### THE PROBLEM
Transcribe the entries exactly; images are not part of the copy.

### DATASET RECORDS
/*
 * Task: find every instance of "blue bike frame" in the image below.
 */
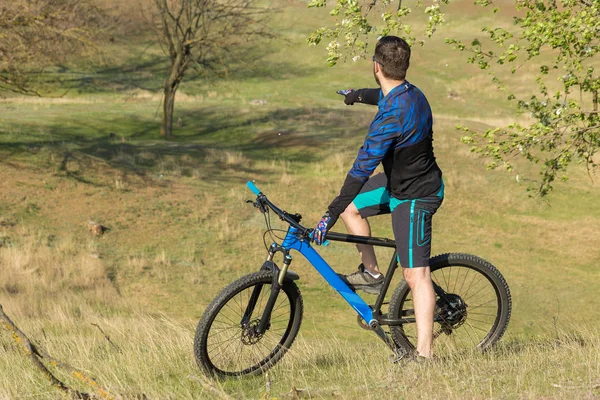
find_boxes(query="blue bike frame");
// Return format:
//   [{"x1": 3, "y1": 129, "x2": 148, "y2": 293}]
[
  {"x1": 281, "y1": 226, "x2": 377, "y2": 325},
  {"x1": 246, "y1": 182, "x2": 406, "y2": 360}
]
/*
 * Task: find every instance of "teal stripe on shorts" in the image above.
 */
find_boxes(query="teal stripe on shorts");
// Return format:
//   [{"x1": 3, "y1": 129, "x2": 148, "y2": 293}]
[{"x1": 353, "y1": 187, "x2": 395, "y2": 210}]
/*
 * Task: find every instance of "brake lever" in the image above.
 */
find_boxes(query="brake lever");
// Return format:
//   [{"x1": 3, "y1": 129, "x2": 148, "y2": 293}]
[{"x1": 246, "y1": 199, "x2": 269, "y2": 214}]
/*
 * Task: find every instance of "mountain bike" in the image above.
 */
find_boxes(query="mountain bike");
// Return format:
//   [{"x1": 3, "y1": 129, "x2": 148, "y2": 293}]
[{"x1": 194, "y1": 182, "x2": 511, "y2": 377}]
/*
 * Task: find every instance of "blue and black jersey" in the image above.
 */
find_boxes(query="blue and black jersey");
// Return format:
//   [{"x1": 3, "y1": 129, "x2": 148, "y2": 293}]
[{"x1": 329, "y1": 81, "x2": 442, "y2": 216}]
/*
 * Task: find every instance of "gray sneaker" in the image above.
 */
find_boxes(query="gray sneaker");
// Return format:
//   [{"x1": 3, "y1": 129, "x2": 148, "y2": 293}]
[{"x1": 338, "y1": 264, "x2": 384, "y2": 294}]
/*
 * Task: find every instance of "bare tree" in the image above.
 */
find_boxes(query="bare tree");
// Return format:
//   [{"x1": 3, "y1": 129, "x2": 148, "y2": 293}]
[
  {"x1": 0, "y1": 0, "x2": 104, "y2": 95},
  {"x1": 152, "y1": 0, "x2": 269, "y2": 137}
]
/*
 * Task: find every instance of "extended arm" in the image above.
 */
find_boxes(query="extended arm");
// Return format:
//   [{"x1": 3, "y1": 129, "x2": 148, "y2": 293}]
[
  {"x1": 315, "y1": 113, "x2": 398, "y2": 244},
  {"x1": 344, "y1": 88, "x2": 381, "y2": 106}
]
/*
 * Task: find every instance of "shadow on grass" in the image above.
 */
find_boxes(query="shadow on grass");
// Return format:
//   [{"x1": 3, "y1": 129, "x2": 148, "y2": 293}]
[{"x1": 0, "y1": 107, "x2": 364, "y2": 188}]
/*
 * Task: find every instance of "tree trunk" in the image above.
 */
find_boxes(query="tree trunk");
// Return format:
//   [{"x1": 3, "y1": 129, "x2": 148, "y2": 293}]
[{"x1": 160, "y1": 81, "x2": 179, "y2": 138}]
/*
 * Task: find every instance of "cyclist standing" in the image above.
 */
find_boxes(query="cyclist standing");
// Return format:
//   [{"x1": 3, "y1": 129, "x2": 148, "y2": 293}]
[{"x1": 314, "y1": 36, "x2": 444, "y2": 357}]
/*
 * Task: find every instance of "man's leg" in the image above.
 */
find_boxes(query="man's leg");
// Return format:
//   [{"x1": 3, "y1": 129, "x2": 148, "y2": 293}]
[
  {"x1": 341, "y1": 203, "x2": 380, "y2": 275},
  {"x1": 390, "y1": 194, "x2": 442, "y2": 357},
  {"x1": 403, "y1": 267, "x2": 435, "y2": 357}
]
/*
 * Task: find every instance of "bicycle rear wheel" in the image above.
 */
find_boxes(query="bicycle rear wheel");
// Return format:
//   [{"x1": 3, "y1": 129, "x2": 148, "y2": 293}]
[
  {"x1": 389, "y1": 254, "x2": 512, "y2": 355},
  {"x1": 194, "y1": 271, "x2": 303, "y2": 376}
]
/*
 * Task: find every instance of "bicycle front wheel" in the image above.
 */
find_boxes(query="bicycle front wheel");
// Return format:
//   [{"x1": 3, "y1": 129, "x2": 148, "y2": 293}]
[
  {"x1": 389, "y1": 254, "x2": 512, "y2": 355},
  {"x1": 194, "y1": 271, "x2": 303, "y2": 376}
]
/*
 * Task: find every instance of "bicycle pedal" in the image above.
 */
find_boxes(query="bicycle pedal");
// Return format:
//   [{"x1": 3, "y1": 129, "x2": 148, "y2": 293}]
[{"x1": 390, "y1": 347, "x2": 409, "y2": 364}]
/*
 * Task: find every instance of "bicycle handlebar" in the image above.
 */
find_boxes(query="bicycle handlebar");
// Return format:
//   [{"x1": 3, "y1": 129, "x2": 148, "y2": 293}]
[
  {"x1": 246, "y1": 181, "x2": 313, "y2": 238},
  {"x1": 246, "y1": 181, "x2": 260, "y2": 196}
]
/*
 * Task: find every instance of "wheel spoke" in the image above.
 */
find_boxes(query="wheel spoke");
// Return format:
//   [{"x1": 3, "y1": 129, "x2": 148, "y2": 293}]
[
  {"x1": 389, "y1": 255, "x2": 510, "y2": 351},
  {"x1": 196, "y1": 271, "x2": 302, "y2": 375}
]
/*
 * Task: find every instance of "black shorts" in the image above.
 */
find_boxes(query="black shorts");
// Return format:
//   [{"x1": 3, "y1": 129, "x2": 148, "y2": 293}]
[{"x1": 353, "y1": 173, "x2": 444, "y2": 268}]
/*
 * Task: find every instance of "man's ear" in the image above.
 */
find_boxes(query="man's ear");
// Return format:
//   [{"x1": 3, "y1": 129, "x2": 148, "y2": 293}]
[{"x1": 374, "y1": 61, "x2": 381, "y2": 73}]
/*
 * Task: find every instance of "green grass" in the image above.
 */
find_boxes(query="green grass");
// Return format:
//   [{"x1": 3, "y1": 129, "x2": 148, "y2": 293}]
[{"x1": 0, "y1": 3, "x2": 600, "y2": 399}]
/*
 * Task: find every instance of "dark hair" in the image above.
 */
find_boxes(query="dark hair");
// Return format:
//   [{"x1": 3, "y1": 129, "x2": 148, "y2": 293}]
[{"x1": 373, "y1": 36, "x2": 410, "y2": 81}]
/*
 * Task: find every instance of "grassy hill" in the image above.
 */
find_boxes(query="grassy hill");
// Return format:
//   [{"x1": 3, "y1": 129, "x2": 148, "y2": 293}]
[{"x1": 0, "y1": 2, "x2": 600, "y2": 399}]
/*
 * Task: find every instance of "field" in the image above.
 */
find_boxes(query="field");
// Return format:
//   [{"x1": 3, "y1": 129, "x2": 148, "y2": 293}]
[{"x1": 0, "y1": 2, "x2": 600, "y2": 399}]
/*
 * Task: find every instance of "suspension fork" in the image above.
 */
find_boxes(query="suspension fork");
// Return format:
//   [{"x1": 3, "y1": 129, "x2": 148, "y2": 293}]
[{"x1": 241, "y1": 243, "x2": 292, "y2": 335}]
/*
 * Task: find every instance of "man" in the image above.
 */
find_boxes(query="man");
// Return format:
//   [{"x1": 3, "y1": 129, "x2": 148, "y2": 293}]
[{"x1": 314, "y1": 36, "x2": 444, "y2": 357}]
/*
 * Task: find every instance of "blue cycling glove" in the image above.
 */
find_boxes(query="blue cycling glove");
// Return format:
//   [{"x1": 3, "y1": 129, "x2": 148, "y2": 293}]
[{"x1": 313, "y1": 210, "x2": 338, "y2": 245}]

### FINISHED ANSWER
/*
 * Task: find every instance of "blue bike frame" in the image below.
 */
find_boxes(query="blue bike frame");
// Return format:
//   [{"x1": 3, "y1": 129, "x2": 148, "y2": 293}]
[
  {"x1": 281, "y1": 226, "x2": 377, "y2": 325},
  {"x1": 246, "y1": 182, "x2": 406, "y2": 360}
]
/*
 * Task: find every instance of "teal stripe on shorts" in the image above.
 */
find_boxes(query="teal stripe on shorts");
// Return format:
//   [{"x1": 3, "y1": 129, "x2": 148, "y2": 293}]
[{"x1": 353, "y1": 187, "x2": 395, "y2": 210}]
/*
 * Task: find every instance of "brake lever" in the image above.
 */
find_boxes(query="brake lever");
// Return format:
//   [{"x1": 3, "y1": 129, "x2": 148, "y2": 293}]
[{"x1": 246, "y1": 199, "x2": 269, "y2": 214}]
/*
 * Task: find every instance of "mountain bike" in the image above.
 */
find_boxes(query="mountain bike");
// Return format:
//   [{"x1": 3, "y1": 129, "x2": 148, "y2": 293}]
[{"x1": 194, "y1": 182, "x2": 511, "y2": 377}]
/*
 * Task: find every instance of "blue and black jersey" in the image above.
 */
find_boxes(query="blue and black jersey");
// Return format:
//   [{"x1": 3, "y1": 129, "x2": 148, "y2": 293}]
[{"x1": 329, "y1": 81, "x2": 442, "y2": 216}]
/*
 * Task: find every instance of "gray sneaker" in the image above.
 */
find_boxes(query="gray sneaker");
// Return format:
//   [{"x1": 3, "y1": 129, "x2": 148, "y2": 293}]
[{"x1": 338, "y1": 264, "x2": 384, "y2": 294}]
/*
 * Task: find every instance of "bare tree" in the image above.
 */
find_boxes(query="bare tree");
// Return format:
//   [{"x1": 3, "y1": 129, "x2": 148, "y2": 293}]
[
  {"x1": 0, "y1": 0, "x2": 104, "y2": 95},
  {"x1": 152, "y1": 0, "x2": 269, "y2": 137}
]
/*
 * Task: find every instance of "extended arm" in the image above.
 */
find_boxes(query="extended arm");
// Return format:
//   [{"x1": 3, "y1": 129, "x2": 148, "y2": 293}]
[
  {"x1": 315, "y1": 113, "x2": 398, "y2": 244},
  {"x1": 344, "y1": 88, "x2": 381, "y2": 106}
]
/*
 * Task: find every instance of "shadow on grass" in the image above.
 */
find_boxes(query="shadow on grass");
// Return format:
//   [{"x1": 3, "y1": 129, "x2": 148, "y2": 293}]
[{"x1": 0, "y1": 107, "x2": 364, "y2": 188}]
/*
 * Task: find every instance of "tree trunk" in the image above.
 */
find_boxes(query="tree trunk");
// Return format:
//   [{"x1": 3, "y1": 129, "x2": 148, "y2": 293}]
[{"x1": 160, "y1": 81, "x2": 179, "y2": 138}]
/*
 * Task: find every instance of "cyclist standing" in the image above.
 */
find_boxes(query="cyclist standing");
// Return format:
//   [{"x1": 3, "y1": 129, "x2": 148, "y2": 293}]
[{"x1": 314, "y1": 36, "x2": 444, "y2": 357}]
/*
 * Task: find every instance of "man's leg" in the image above.
 */
find_boxes(query="man's leg");
// Return format:
//   [{"x1": 3, "y1": 129, "x2": 148, "y2": 293}]
[
  {"x1": 341, "y1": 203, "x2": 380, "y2": 275},
  {"x1": 390, "y1": 194, "x2": 442, "y2": 357},
  {"x1": 403, "y1": 267, "x2": 435, "y2": 357}
]
/*
 * Task: find every instance of "bicycle rear wheel" in the image above.
 */
find_boxes(query="bicycle rear wheel");
// Return format:
//   [{"x1": 3, "y1": 129, "x2": 148, "y2": 293}]
[
  {"x1": 389, "y1": 254, "x2": 512, "y2": 355},
  {"x1": 194, "y1": 271, "x2": 303, "y2": 376}
]
/*
 * Task: find every instance of "bicycle front wheel" in the image above.
 */
find_boxes(query="bicycle front wheel");
// Return format:
//   [{"x1": 3, "y1": 129, "x2": 148, "y2": 293}]
[
  {"x1": 389, "y1": 254, "x2": 512, "y2": 355},
  {"x1": 194, "y1": 271, "x2": 303, "y2": 376}
]
/*
 * Task: find every instance of "bicycle pedal" in the image above.
 */
find_boxes(query="bicycle pedal");
// Return format:
//   [{"x1": 3, "y1": 129, "x2": 148, "y2": 293}]
[{"x1": 390, "y1": 347, "x2": 409, "y2": 364}]
/*
 * Task: find every instance of "bicycle handlebar" in the image above.
 */
find_boxes(query="bicycle handlebar");
// Return format:
//   [{"x1": 3, "y1": 129, "x2": 148, "y2": 293}]
[
  {"x1": 246, "y1": 181, "x2": 313, "y2": 238},
  {"x1": 246, "y1": 181, "x2": 260, "y2": 196}
]
/*
 * Task: find every instance of "wheel spoke" in the image above.
 */
find_boxes(query="wheel spoke");
// Return format:
//   [{"x1": 3, "y1": 129, "x2": 148, "y2": 293}]
[
  {"x1": 389, "y1": 255, "x2": 510, "y2": 351},
  {"x1": 196, "y1": 271, "x2": 302, "y2": 375}
]
/*
 * Task: find every instance of "black shorts" in the image above.
 */
find_boxes(query="black shorts");
// Return format:
//   [{"x1": 3, "y1": 129, "x2": 148, "y2": 293}]
[{"x1": 353, "y1": 173, "x2": 444, "y2": 268}]
/*
 * Task: find every instance of "man's ear" in the image above.
 */
find_boxes(query="man's ear");
// Return format:
//   [{"x1": 3, "y1": 129, "x2": 148, "y2": 293}]
[{"x1": 374, "y1": 61, "x2": 381, "y2": 73}]
/*
 * Task: find every instance of "green grass" in the image above.
 */
find_boxes(query="green grass");
// Return format:
//   [{"x1": 3, "y1": 129, "x2": 148, "y2": 293}]
[{"x1": 0, "y1": 3, "x2": 600, "y2": 399}]
/*
 * Task: find every instance of "dark hair" in the image above.
 */
find_boxes(query="dark hair");
// Return format:
//   [{"x1": 3, "y1": 129, "x2": 148, "y2": 293}]
[{"x1": 373, "y1": 36, "x2": 410, "y2": 81}]
/*
 * Task: find every instance of "grassy hill" in the image above.
 */
find_boxes(query="grassy hill");
// Return format:
//   [{"x1": 3, "y1": 129, "x2": 148, "y2": 293}]
[{"x1": 0, "y1": 2, "x2": 600, "y2": 399}]
/*
 * Task: find every instance of "field" in the image above.
 */
find_boxes(query="field");
// Return format:
//   [{"x1": 3, "y1": 129, "x2": 148, "y2": 293}]
[{"x1": 0, "y1": 2, "x2": 600, "y2": 399}]
/*
 * Task: find every instance of "suspension fork" in the image above.
 */
find_boxes(query="suspension fork");
// Return format:
//   [{"x1": 3, "y1": 129, "x2": 148, "y2": 293}]
[{"x1": 241, "y1": 243, "x2": 292, "y2": 335}]
/*
 * Task: find every instance of "man" in the image above.
 */
find_boxes(query="man");
// Return format:
//   [{"x1": 3, "y1": 129, "x2": 148, "y2": 293}]
[{"x1": 314, "y1": 36, "x2": 444, "y2": 357}]
/*
 * Task: find every instance of "blue cycling glove" in the image above.
 */
find_boxes(query="blue cycling glove");
// Return format:
//   [{"x1": 3, "y1": 129, "x2": 148, "y2": 293}]
[{"x1": 313, "y1": 210, "x2": 338, "y2": 245}]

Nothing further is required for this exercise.